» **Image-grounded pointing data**
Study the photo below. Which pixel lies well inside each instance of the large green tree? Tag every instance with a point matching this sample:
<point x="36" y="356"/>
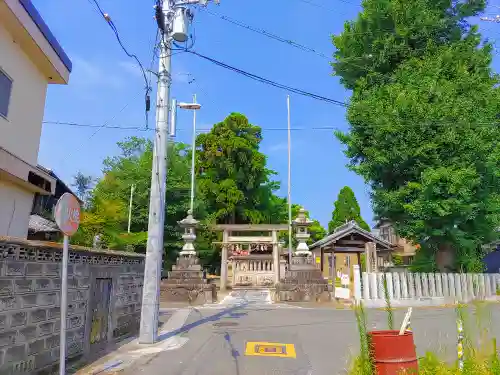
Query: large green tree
<point x="232" y="175"/>
<point x="107" y="213"/>
<point x="346" y="208"/>
<point x="424" y="124"/>
<point x="389" y="32"/>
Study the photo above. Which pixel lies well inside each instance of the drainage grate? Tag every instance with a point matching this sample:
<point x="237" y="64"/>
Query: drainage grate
<point x="225" y="324"/>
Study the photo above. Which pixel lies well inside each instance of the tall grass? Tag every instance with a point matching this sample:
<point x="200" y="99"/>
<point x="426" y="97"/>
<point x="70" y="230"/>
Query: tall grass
<point x="480" y="349"/>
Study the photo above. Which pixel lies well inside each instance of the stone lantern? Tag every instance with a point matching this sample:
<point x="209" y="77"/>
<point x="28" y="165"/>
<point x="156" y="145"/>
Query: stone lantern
<point x="301" y="223"/>
<point x="189" y="224"/>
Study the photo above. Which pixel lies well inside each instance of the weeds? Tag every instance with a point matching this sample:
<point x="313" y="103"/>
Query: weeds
<point x="480" y="350"/>
<point x="362" y="364"/>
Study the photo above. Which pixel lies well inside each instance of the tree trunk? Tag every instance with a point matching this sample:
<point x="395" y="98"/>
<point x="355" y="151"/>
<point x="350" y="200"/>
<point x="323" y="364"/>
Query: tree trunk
<point x="445" y="258"/>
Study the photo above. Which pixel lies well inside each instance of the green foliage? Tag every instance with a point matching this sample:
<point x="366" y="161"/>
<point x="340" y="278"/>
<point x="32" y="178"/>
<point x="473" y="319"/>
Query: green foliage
<point x="232" y="173"/>
<point x="233" y="185"/>
<point x="387" y="33"/>
<point x="388" y="307"/>
<point x="424" y="115"/>
<point x="82" y="184"/>
<point x="346" y="209"/>
<point x="397" y="260"/>
<point x="107" y="213"/>
<point x="363" y="364"/>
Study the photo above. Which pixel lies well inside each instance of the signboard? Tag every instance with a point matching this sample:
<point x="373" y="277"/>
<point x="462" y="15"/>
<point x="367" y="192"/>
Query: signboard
<point x="67" y="214"/>
<point x="344" y="280"/>
<point x="342" y="293"/>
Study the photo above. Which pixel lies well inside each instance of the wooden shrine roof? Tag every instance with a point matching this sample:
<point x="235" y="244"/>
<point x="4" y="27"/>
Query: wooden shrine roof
<point x="351" y="236"/>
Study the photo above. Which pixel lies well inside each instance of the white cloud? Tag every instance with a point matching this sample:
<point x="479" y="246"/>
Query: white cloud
<point x="278" y="147"/>
<point x="131" y="68"/>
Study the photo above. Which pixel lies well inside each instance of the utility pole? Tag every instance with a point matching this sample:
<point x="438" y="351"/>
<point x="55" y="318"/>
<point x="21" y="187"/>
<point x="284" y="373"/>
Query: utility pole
<point x="193" y="152"/>
<point x="154" y="249"/>
<point x="132" y="188"/>
<point x="289" y="186"/>
<point x="173" y="20"/>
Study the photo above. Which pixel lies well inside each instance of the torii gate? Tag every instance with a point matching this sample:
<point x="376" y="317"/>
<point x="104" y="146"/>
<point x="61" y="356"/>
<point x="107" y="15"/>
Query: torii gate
<point x="254" y="259"/>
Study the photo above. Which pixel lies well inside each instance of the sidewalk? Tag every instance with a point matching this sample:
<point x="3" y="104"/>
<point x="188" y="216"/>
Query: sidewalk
<point x="131" y="352"/>
<point x="173" y="316"/>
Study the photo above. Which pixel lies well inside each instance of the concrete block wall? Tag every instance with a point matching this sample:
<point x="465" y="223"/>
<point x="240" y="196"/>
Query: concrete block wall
<point x="30" y="283"/>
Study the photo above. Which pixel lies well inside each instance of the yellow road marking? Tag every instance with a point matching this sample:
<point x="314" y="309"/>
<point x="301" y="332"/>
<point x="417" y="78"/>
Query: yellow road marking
<point x="270" y="349"/>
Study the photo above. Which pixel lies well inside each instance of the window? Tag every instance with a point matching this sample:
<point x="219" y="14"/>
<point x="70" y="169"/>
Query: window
<point x="5" y="89"/>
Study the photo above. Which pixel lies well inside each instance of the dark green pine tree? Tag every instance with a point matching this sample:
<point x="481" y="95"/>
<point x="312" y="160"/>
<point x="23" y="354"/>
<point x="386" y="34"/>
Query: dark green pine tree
<point x="346" y="209"/>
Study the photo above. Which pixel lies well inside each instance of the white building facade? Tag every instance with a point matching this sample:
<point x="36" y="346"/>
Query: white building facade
<point x="30" y="60"/>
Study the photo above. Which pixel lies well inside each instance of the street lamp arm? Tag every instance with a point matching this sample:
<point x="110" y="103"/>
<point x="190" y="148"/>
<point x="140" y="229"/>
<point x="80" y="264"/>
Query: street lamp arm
<point x="193" y="106"/>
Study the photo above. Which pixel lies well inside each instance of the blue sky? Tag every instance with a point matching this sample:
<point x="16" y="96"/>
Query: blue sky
<point x="106" y="87"/>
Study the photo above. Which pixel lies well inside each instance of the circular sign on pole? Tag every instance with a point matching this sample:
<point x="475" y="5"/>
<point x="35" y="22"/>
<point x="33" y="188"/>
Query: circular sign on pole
<point x="67" y="214"/>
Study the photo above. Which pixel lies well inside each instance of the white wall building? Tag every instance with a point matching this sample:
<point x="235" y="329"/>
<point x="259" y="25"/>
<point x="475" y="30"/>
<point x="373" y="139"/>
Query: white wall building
<point x="30" y="60"/>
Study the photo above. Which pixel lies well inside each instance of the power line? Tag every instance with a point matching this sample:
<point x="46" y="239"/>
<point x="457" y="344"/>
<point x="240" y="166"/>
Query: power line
<point x="314" y="128"/>
<point x="113" y="27"/>
<point x="268" y="81"/>
<point x="266" y="33"/>
<point x="314" y="4"/>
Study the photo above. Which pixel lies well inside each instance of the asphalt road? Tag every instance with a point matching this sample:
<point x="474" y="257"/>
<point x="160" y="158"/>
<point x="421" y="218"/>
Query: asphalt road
<point x="324" y="340"/>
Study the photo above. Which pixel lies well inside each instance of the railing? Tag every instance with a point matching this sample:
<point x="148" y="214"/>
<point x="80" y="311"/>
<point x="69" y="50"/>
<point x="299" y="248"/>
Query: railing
<point x="403" y="286"/>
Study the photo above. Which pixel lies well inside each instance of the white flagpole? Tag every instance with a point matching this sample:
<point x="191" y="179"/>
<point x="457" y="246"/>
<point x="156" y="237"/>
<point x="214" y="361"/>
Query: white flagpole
<point x="289" y="187"/>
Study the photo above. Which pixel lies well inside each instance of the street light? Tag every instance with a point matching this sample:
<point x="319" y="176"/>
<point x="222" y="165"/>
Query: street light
<point x="194" y="107"/>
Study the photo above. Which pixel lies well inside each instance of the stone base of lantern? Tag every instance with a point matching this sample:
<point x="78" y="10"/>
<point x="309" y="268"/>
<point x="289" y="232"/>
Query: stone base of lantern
<point x="303" y="282"/>
<point x="185" y="283"/>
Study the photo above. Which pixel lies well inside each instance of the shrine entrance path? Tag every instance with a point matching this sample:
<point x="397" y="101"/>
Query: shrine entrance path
<point x="260" y="338"/>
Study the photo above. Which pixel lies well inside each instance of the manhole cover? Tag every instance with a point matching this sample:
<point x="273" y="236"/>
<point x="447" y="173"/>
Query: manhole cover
<point x="225" y="324"/>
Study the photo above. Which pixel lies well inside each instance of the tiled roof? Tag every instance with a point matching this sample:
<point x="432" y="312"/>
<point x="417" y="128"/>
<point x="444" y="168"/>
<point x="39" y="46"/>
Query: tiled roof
<point x="40" y="224"/>
<point x="347" y="228"/>
<point x="42" y="26"/>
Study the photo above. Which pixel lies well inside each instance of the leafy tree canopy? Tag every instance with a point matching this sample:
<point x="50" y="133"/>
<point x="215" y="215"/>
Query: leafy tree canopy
<point x="426" y="139"/>
<point x="389" y="32"/>
<point x="233" y="177"/>
<point x="346" y="208"/>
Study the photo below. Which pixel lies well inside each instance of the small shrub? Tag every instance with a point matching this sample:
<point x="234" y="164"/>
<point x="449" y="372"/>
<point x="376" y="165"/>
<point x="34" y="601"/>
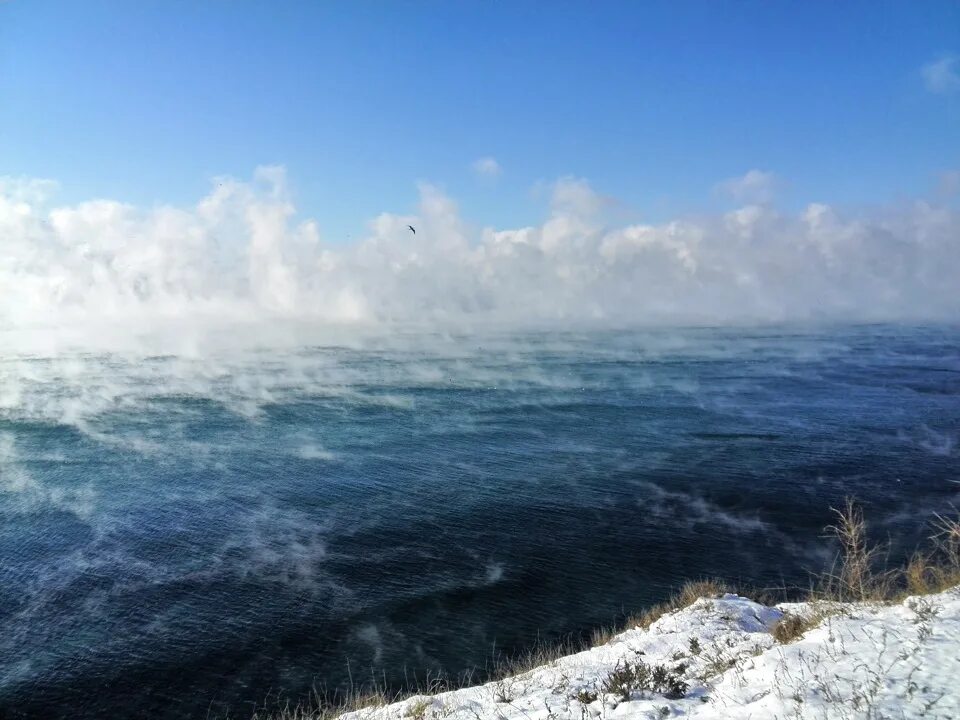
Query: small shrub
<point x="789" y="628"/>
<point x="640" y="677"/>
<point x="585" y="697"/>
<point x="418" y="708"/>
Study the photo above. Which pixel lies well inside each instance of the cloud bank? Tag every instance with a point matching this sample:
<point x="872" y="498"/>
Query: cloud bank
<point x="942" y="76"/>
<point x="240" y="253"/>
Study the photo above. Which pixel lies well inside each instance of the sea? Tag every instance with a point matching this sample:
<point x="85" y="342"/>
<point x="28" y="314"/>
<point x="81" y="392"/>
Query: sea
<point x="203" y="532"/>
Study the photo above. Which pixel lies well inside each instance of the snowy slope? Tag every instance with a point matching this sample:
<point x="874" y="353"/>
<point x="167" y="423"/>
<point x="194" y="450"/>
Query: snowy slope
<point x="862" y="661"/>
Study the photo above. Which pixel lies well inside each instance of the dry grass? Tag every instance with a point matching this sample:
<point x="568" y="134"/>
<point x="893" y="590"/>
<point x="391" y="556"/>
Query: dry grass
<point x="858" y="574"/>
<point x="689" y="594"/>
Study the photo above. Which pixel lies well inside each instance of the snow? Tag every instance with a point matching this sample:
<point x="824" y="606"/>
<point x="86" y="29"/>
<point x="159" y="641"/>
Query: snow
<point x="861" y="661"/>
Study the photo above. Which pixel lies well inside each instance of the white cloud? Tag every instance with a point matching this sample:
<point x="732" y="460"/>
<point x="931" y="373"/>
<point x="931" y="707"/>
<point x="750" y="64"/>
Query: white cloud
<point x="756" y="186"/>
<point x="486" y="167"/>
<point x="942" y="76"/>
<point x="241" y="254"/>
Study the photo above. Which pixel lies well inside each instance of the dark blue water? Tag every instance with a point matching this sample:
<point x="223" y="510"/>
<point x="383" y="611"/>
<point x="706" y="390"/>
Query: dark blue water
<point x="184" y="536"/>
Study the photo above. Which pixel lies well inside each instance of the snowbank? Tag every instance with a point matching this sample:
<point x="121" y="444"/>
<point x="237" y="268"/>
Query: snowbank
<point x="861" y="661"/>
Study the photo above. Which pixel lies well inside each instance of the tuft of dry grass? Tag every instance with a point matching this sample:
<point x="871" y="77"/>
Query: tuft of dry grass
<point x="857" y="574"/>
<point x="689" y="594"/>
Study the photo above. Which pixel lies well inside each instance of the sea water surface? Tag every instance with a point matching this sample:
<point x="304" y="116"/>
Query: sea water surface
<point x="190" y="534"/>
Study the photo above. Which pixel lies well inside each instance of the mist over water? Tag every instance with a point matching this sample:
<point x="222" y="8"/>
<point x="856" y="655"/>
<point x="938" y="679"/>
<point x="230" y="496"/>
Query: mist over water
<point x="193" y="531"/>
<point x="102" y="272"/>
<point x="237" y="458"/>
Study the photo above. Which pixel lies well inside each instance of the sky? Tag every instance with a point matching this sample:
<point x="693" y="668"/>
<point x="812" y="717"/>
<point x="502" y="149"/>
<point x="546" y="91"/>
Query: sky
<point x="662" y="106"/>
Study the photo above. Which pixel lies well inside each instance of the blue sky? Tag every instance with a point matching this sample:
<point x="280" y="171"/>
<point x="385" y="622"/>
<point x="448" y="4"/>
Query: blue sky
<point x="653" y="103"/>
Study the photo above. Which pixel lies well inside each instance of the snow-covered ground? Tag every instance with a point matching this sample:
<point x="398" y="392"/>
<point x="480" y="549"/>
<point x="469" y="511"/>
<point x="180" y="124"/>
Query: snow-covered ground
<point x="861" y="661"/>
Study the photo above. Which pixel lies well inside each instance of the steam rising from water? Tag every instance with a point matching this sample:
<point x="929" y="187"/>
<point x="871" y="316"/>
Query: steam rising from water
<point x="240" y="253"/>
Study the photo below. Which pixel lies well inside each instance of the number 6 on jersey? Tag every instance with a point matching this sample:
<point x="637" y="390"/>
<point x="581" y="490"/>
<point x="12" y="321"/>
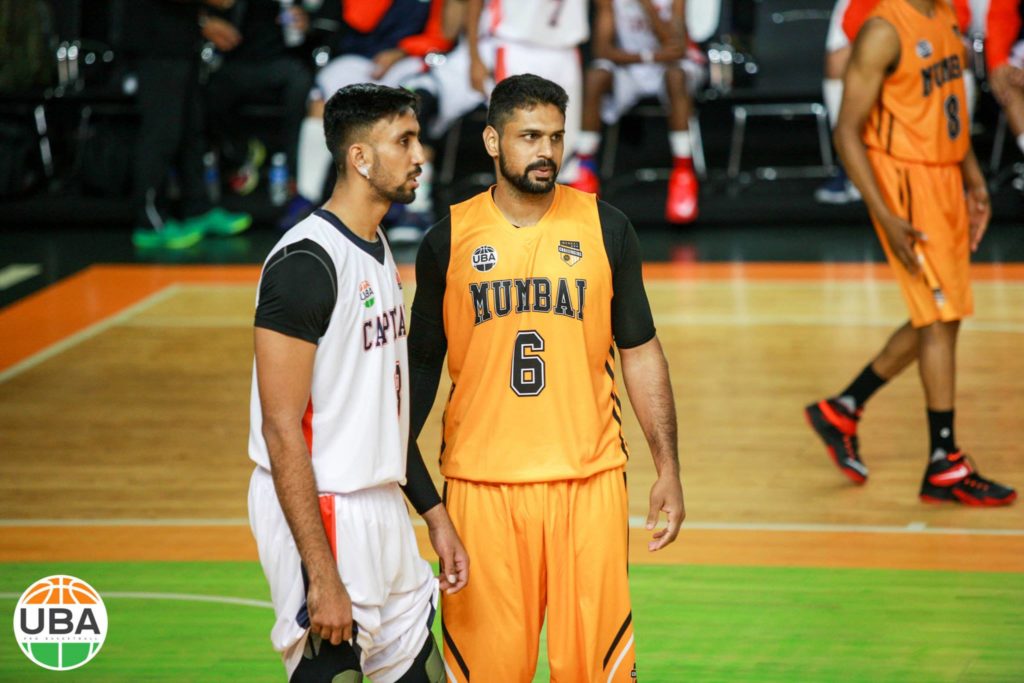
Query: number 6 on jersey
<point x="527" y="368"/>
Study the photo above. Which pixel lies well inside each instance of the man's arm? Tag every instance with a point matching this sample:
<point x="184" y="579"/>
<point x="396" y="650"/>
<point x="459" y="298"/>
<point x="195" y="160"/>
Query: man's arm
<point x="284" y="372"/>
<point x="605" y="46"/>
<point x="427" y="346"/>
<point x="644" y="370"/>
<point x="645" y="373"/>
<point x="876" y="52"/>
<point x="671" y="32"/>
<point x="978" y="208"/>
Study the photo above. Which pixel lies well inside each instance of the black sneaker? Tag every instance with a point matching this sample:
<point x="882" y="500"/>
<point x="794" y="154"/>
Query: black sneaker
<point x="838" y="428"/>
<point x="952" y="478"/>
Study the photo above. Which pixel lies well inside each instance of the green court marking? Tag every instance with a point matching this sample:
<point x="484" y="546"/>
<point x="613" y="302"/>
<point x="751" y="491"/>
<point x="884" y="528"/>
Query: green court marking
<point x="692" y="624"/>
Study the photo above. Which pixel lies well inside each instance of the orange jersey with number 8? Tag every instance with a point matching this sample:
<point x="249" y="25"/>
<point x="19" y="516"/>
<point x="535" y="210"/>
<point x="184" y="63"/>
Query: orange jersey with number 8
<point x="922" y="115"/>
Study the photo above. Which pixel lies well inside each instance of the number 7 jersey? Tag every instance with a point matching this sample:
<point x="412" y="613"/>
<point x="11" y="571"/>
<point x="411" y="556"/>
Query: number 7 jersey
<point x="921" y="115"/>
<point x="530" y="323"/>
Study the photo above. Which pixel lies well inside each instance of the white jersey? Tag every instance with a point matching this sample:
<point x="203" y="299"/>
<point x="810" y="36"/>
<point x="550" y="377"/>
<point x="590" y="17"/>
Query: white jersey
<point x="546" y="23"/>
<point x="633" y="31"/>
<point x="356" y="424"/>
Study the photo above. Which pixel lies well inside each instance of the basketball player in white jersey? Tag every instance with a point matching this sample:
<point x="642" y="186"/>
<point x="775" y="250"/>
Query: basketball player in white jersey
<point x="330" y="422"/>
<point x="642" y="50"/>
<point x="540" y="37"/>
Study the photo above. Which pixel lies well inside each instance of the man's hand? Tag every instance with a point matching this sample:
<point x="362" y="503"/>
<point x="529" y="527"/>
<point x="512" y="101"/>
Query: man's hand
<point x="478" y="75"/>
<point x="330" y="608"/>
<point x="666" y="496"/>
<point x="451" y="553"/>
<point x="979" y="211"/>
<point x="384" y="60"/>
<point x="221" y="33"/>
<point x="901" y="237"/>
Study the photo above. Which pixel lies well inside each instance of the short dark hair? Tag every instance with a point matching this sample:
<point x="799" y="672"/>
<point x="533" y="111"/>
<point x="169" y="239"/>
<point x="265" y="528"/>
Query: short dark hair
<point x="352" y="111"/>
<point x="523" y="92"/>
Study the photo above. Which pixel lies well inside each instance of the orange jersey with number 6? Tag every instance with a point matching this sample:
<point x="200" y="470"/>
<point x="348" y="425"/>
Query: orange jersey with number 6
<point x="922" y="115"/>
<point x="527" y="313"/>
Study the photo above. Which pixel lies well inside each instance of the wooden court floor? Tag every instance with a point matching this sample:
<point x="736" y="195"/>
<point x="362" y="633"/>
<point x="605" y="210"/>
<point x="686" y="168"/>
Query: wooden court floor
<point x="124" y="397"/>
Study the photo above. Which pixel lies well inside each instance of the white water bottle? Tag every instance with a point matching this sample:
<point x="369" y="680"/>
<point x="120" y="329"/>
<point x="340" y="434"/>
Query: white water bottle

» **WHAT THE TASK ASKS**
Set the pictures aside and reproduce exactly the lines above, from the line holding "of the leafy" through the line holding "of the sea?", both included, with nothing else.

» **TASK ANSWER**
Study the photo above. Which pixel lies well inside each instance of the leafy tree canopy? Tag every instance with a point matching this sample:
<point x="50" y="133"/>
<point x="215" y="215"/>
Query: leafy tree canopy
<point x="426" y="139"/>
<point x="389" y="32"/>
<point x="233" y="177"/>
<point x="346" y="208"/>
Study the photo below. Which pixel lies well inside each instance of the small shrub? Tag every instance with a point matching this sample:
<point x="234" y="164"/>
<point x="449" y="372"/>
<point x="376" y="165"/>
<point x="34" y="601"/>
Query: small shrub
<point x="789" y="628"/>
<point x="640" y="677"/>
<point x="585" y="697"/>
<point x="418" y="708"/>
Study the photo above. Which pixel lies well inside each instance of the cloud bank? Tag every instance with a point matching this sample:
<point x="872" y="498"/>
Query: cloud bank
<point x="942" y="76"/>
<point x="240" y="253"/>
Study the photo above. Which pixel lies well inside each instance of the sea? Tag every instance with a point matching this sample:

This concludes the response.